Aim = Keep the pictures out of the copy and repeat the records exactly.

Lines of data:
---------------

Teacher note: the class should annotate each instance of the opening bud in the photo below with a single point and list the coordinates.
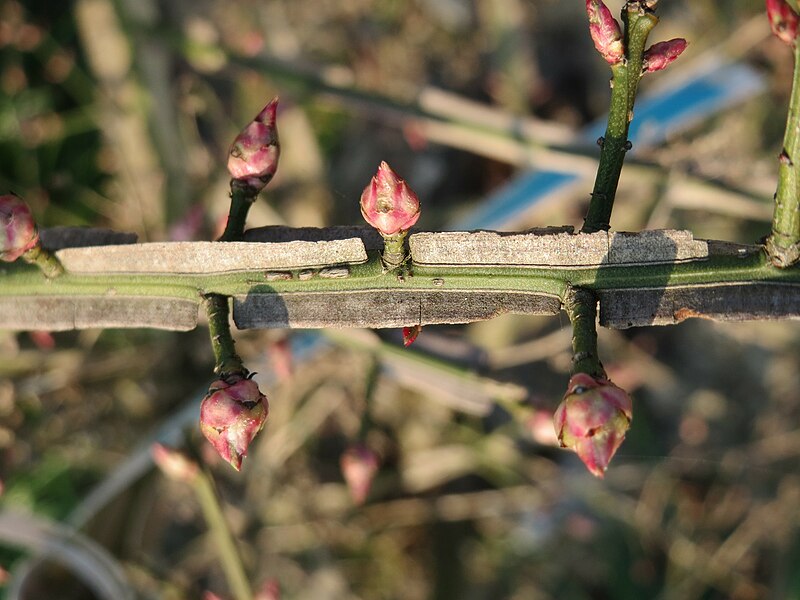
(605, 32)
(388, 204)
(359, 465)
(231, 415)
(253, 157)
(660, 55)
(18, 232)
(592, 420)
(783, 20)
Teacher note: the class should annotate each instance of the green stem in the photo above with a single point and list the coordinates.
(394, 250)
(45, 260)
(783, 245)
(242, 198)
(227, 361)
(223, 540)
(639, 22)
(581, 306)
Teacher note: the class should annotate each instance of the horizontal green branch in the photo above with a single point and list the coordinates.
(727, 286)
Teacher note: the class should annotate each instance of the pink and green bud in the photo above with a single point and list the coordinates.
(388, 204)
(660, 55)
(605, 32)
(18, 232)
(253, 157)
(410, 334)
(592, 420)
(231, 415)
(359, 465)
(783, 20)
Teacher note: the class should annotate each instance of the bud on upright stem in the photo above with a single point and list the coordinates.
(605, 32)
(253, 157)
(391, 207)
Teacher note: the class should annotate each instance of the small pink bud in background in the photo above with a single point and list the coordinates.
(660, 55)
(410, 334)
(253, 157)
(18, 232)
(231, 415)
(592, 420)
(605, 32)
(359, 465)
(388, 204)
(270, 590)
(783, 20)
(174, 464)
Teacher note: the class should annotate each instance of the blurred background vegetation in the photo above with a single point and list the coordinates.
(119, 113)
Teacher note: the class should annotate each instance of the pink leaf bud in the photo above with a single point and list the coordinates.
(605, 32)
(660, 55)
(174, 464)
(231, 414)
(18, 232)
(359, 465)
(783, 20)
(592, 420)
(253, 157)
(388, 204)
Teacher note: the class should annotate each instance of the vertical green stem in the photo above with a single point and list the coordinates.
(639, 22)
(581, 306)
(242, 198)
(394, 250)
(783, 245)
(222, 539)
(227, 361)
(45, 260)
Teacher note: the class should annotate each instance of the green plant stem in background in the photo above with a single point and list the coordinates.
(227, 361)
(614, 145)
(394, 250)
(581, 306)
(783, 244)
(45, 260)
(222, 538)
(242, 198)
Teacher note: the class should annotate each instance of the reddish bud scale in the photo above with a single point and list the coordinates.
(783, 20)
(231, 415)
(592, 420)
(660, 55)
(605, 32)
(388, 204)
(18, 232)
(359, 465)
(253, 157)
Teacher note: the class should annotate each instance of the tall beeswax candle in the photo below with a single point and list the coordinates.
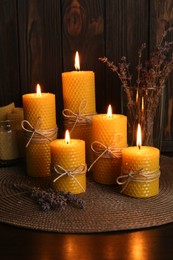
(109, 133)
(68, 162)
(39, 111)
(78, 86)
(140, 171)
(79, 98)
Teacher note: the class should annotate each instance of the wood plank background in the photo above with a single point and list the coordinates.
(39, 38)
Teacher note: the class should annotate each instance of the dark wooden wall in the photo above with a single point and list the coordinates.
(38, 40)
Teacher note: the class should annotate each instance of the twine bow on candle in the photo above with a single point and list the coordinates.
(38, 135)
(80, 117)
(80, 169)
(137, 176)
(101, 150)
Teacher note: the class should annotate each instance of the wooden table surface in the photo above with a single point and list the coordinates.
(153, 243)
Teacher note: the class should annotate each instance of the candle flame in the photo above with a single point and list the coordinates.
(67, 137)
(38, 90)
(77, 62)
(139, 138)
(109, 112)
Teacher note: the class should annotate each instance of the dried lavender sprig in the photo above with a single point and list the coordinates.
(50, 199)
(122, 71)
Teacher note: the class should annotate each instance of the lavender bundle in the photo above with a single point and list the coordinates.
(151, 77)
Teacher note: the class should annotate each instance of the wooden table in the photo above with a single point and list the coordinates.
(22, 244)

---------------

Solution to the problem =
Teacher note: the class should annotate each instance of the opening bud in the photo below with a single point and list the coordinates.
(605, 32)
(388, 204)
(359, 465)
(231, 415)
(253, 157)
(660, 55)
(18, 232)
(592, 420)
(783, 20)
Teacher note: the class should annotate each instance of the green stem in the photo above with a single point and list the coordinates.
(394, 250)
(45, 260)
(783, 245)
(242, 198)
(227, 361)
(223, 540)
(639, 22)
(581, 306)
Teacher note: the class should annotate each instance of the horizontal green branch in the photo above with a single point and list the coordinates.
(727, 286)
Teacher note: the class should annotate each instance of the pink and green bud in the photo above with a single point and list the coordinates.
(388, 204)
(660, 55)
(605, 32)
(18, 232)
(253, 157)
(410, 334)
(592, 420)
(231, 415)
(359, 465)
(783, 20)
Teacher note: the class should annotate each instance of the bud on upright stem in the photo above with a single point and list the coordinates.
(605, 32)
(253, 157)
(391, 207)
Teacher note: the class should annotate each instance of the small pink bud in background in the photo above with a single point and list the coordinates.
(660, 55)
(410, 334)
(253, 157)
(18, 232)
(231, 415)
(592, 420)
(605, 32)
(359, 465)
(388, 204)
(270, 590)
(783, 20)
(174, 464)
Teacher note: the class should annotate each instance of the blurred background vegetation in the photo above with a single point and list the coordinates.
(119, 113)
Teacher note: the class should annotate each instance of the pink leaf bud in the photo above with a single point and list the coordinates.
(605, 32)
(660, 55)
(174, 464)
(231, 414)
(18, 232)
(359, 465)
(783, 20)
(592, 420)
(253, 157)
(388, 204)
Teacher note: the class should annotate each instance of the vertical green stem in the photo above with a single point and list the coordinates.
(639, 22)
(581, 306)
(242, 198)
(394, 250)
(783, 245)
(222, 539)
(227, 361)
(45, 260)
Teacher note: the class should annotate each instance of the green plant stem in background in the photo above with a single point and list the coordinates.
(227, 361)
(614, 145)
(394, 250)
(581, 306)
(783, 244)
(45, 260)
(222, 538)
(242, 198)
Teacher note: the class should annotate each instance of the reddish bud scale in the photo above with a single point and list the coordinates.
(783, 20)
(231, 415)
(592, 420)
(660, 55)
(605, 32)
(388, 204)
(18, 232)
(359, 465)
(253, 157)
Teacher note: the class should annotate each instance of the tall beeswax candle in the photo below with a single point and list the coordinates.
(109, 133)
(68, 162)
(39, 111)
(78, 86)
(140, 171)
(79, 98)
Teacher note: the class should annotate each instance of the wood plank background in the photo above with a single point and list the coordinates.
(39, 38)
Teacher note: the class should annotate each instance of the dark wooden wall in the photo above with a single point and list the coordinates.
(38, 40)
Teacher note: the class should annotate each instance of the twine bow on candle in the photo above with a single point and list the coordinates.
(38, 135)
(80, 117)
(80, 169)
(137, 176)
(101, 150)
Teacher note: the class should annotate each instance of the wooden table surface in the photo above with a single point and list the coordinates.
(153, 243)
Teacher note: the class should annotate each instance of the candle flame in the photo above with a single point and list the coordinates.
(67, 137)
(38, 90)
(77, 62)
(139, 138)
(109, 112)
Teacher note: the class should annotate each instance of the dried lavender sprig in the photo above with a single point and list the coordinates.
(50, 199)
(122, 71)
Teacher note: the class should annotate each instance of the lavender bundle in the photo above with a single point and list the coordinates.
(151, 77)
Teacher note: the class should annotate each instance of the wooden table in the photo above with a single point and list the coordinates.
(22, 244)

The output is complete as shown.